◆ **Tarefas a realizar**
A: Segundo a ata da sessão de 18 de janeiro, quantos deputados estavam presentes na chamada?
B: Reescreva em forma de lista o parágrafo da ata da sessão de 18 de janeiro que começa por "1.° Uma relação de todo o movimento", conservando os fatos principais.
C: Redija a continuação da ata da sessão de 18 de janeiro a partir do ponto em que termina.

SESSÃO DE 18 DE JANEIRO

PRESIDENCIA DO SR.º REBELLO DE CARVALHO

Aos tres quartos depois do meio dia verifica-se, pela chamada, estarem presentes 77 srs. deputados.

O sr. Presidente: — declara aberta a sessão.

Acta approvada.

Mandam-se lançar na acta as seguintes declarações:

1.ª Do sr. Pinto Martins, de que não compareceu ás duas sessões antecedentes por incommodo de saude. — Inteirada.

2.ª Do Sr. Couto Monteiro, de que faltou ás duas sessões antecedentes por incommodo de saude. — Inteirada.

3.ª Do sr. Mamede, de que o sr. Santos Lessa, por motivo justificado, não tem podido comparecer nas primeiras sessões da camara, mas espera apresentar-se muito brevemente. — Inteirada.

CORRESPONDENCIA

1.° Um officio do ministerio do reino acompanhando os esclarecimentos pedidos pelo sr. Arrobas, ácerca da eleição do circulo n.° 116.

Por proposta do sr. Arrobas mandam-se imprimir com urgencia.

2.° Da direcção da companhia união mercantil, acompanhando 200 exemplares de documentos relativos á mesma companhia. — Mandam-se distribuir.

Deu-se expediente pela mesa ao seguinte requerimento:

Requeiro se peça ao governo, para remetter a esta camara, o seguinte:

1.° Uma relação de todo o movimento da relação dos Açores, nos ultimos dez annos, das causas, assim civeis como crimes, aggravos de instrumento e de petição, cartas testemunháveis, e conflictos, com declaração da procedencia dou juizos ou tribunaes inferiores d'onde tenham subido, e das que excederam a alçada da mesma relação.

2.° Os estatutos dos hospitaes de Ponta Delgada, da Ribeira Grande, e Villa Franca do Campo da ilha de S. Miguel.

3.° Uma relação do movimento maritimo do porto de Ponta Delgada, da ilha de S. Miguel, com designação dos portos, de que tenham procedido as embarcações entradas nos ultimos dez annos, e dos carregamentos d'aquellas que tenham procedido de portos das outras ilhas dos Açores.

4.º Relação dos navios entrados nos ultimos dez annos no porto de Lisboa, procedentes dos portos dos Açores, com designação d'estes.

5.° Qual o numero de pessoas que nos ultimos seis annos tem visitado o Valle das Furnas, na ilha de S. Miguel.

6.° Qual o numero de navios que dos Açores tenham transportado colonos para o Brazil e Estados Unidos, com designação dos portos de que tenham partido, e do numero de passageiros que cada um transportou.

◆ **Material apresentado**
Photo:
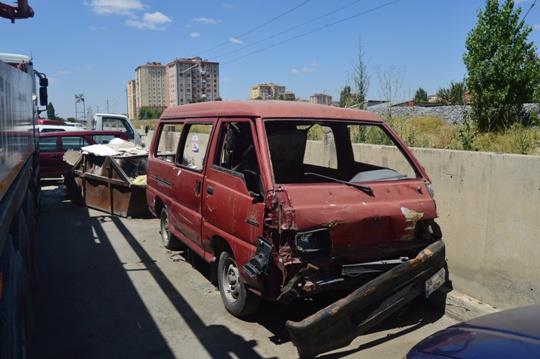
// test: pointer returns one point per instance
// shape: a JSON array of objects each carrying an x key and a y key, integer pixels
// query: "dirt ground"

◆ **Respostas a seguir**
A: Estavam presentes 77 deputados.

B:
- Relação de todo o movimento da relação dos Açores nos últimos dez anos.
- Causas cíveis e crimes, agravos de instrumento e de petição, cartas testemunháveis e conflitos.
- Indicação dos juízos ou tribunais inferiores de onde tenham subido.
- Indicação das causas que excederam a alçada da mesma relação.

C:
7.° Quantos processos crimes se tenham, intentado no districto de Ponta Delgada por motivos de emigração illegal ou clandestina, com designação do julgamento de cada uma das causas, e das em que interveio o jury, e qual a sua decisão, e quantas vezes esta tenha sido julgada iniqua pelos respectivos juizes, tudo isto nos ultimos dez annos. = O deputado pela Ribeira Grande, F. M. R. Bicudo Correia.

É remettido ao governo.

Tambem são mandadas, ao governo as seguintes notas de interpellação:

1.ª Pretendo ser inscripto para tomar parte na interpellação que o sr. deputado Dias Ferreira - mandou hontem para a mesa, dirigida ao sr. ministro das obras publicas, sobre o ramal da estrada da Raiva. = José de Moraes Pinto de Almeida.

2.ª Pretendo interpellar o sr. ministro das obras publicas, por se não ter cumprido o contrato do caminho de ferro de Belem a Cintra, approvado pela lei de 26 de julho de 1855 = José de Moraes Pinto de Almeida.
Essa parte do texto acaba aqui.